#### Exercice 1
Dans le texte, relevez les agissements du remplaçant énumérés dans la parenthèse qui commence par « Mais bon sang ».
#### Exercice 2
Reproduisez le passage du texte situé entre « Plus forte fut » et « une grosse boulette. », bornes incluses.

#### Texte
————

Et bien, je dois être dotée d'un gène défaillant, parceque pour le coup, mon boulot, je l'adore!
Non contente de ne pas dormir la nuit, de passer mes journées avec un paquet suspendu au sein ou au biberon et de me trainer quelques séquelles de l'accouchement, je me suis tenue informée régulièrement pendant mon congé maternité du travail effectué par mon remplaçant.
Hier, j'effectuais mon grand retour sur la scène professionnelle, ravie de laisser derrière moi les couches et mon bidon de Le Chat Machine.
Mon remplaçant - dont le contrat court jusqu'à la fin du mois et dont je trouve le travail satisfaisant mais sans plus- me fit partager ses aspirations professionnelles.
Je fut très étonnée d'abord d'apprendre que ce jeune homme avait postulé sur un poste ressemblant étrangement au mien (je traduis : un poste sur lequel j'aurais pu tout à fait postuler même si j'adore mon poste actuel que je n'abandonnerais pour rien au monde. Mais tout de même, "ils" auraient pu penser à moi...)
Plus forte fut ma consternation quand j'appris que le jeune homme en question -qui semblait être très apprécié par mes collègues et par mon chef- avait toutes ses chances pour ce poste. (Franchement, ils auraient pu me le proposer ce fichu boulot...)
Le paroxysme de mon agacement fut atteint quand à la fin de la journée je cumulais plus de 15 "Coucou, t'es revenue finalement? Super! .... Mais X, qu'est ce qu'il va devenir????"
- Et bien, il va faire comme moi à son âge, il va chercher du boulot, il va passer des entretiens (Mais bon sang, pendant que ce glandu lisait l'Equipe, oubliait de taper les notes de synthèses demandées dans les temps et ne rangeait JAMAIS le bureau, je repeuplais le pays, moi!)
Non, en fait, pour de vrai, je n'ai pas répondu ça. Je n'ai rien répondu du tout.
Par contre, j'ai fais une grosse boulette.

————

#### Données fournies
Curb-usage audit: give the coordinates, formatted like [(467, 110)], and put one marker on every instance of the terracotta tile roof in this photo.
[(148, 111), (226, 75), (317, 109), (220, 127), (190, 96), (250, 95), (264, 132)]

————

#### Corrigé complet 1
- Il lisait l'Equipe.
- Il oubliait de taper les notes de synthèses demandées dans les temps.
- Il ne rangeait JAMAIS le bureau.

#### Corrigé complet 2
Plus forte fut ma consternation quand j'appris que le jeune homme en question -qui semblait être très apprécié par mes collègues et par mon chef- avait toutes ses chances pour ce poste. (Franchement, ils auraient pu me le proposer ce fichu boulot...)
Le paroxysme de mon agacement fut atteint quand à la fin de la journée je cumulais plus de 15 "Coucou, t'es revenue finalement? Super! .... Mais X, qu'est ce qu'il va devenir????"
- Et bien, il va faire comme moi à son âge, il va chercher du boulot, il va passer des entretiens (Mais bon sang, pendant que ce glandu lisait l'Equipe, oubliait de taper les notes de synthèses demandées dans les temps et ne rangeait JAMAIS le bureau, je repeuplais le pays, moi!)
Non, en fait, pour de vrai, je n'ai pas répondu ça. Je n'ai rien répondu du tout.
Par contre, j'ai fais une grosse boulette.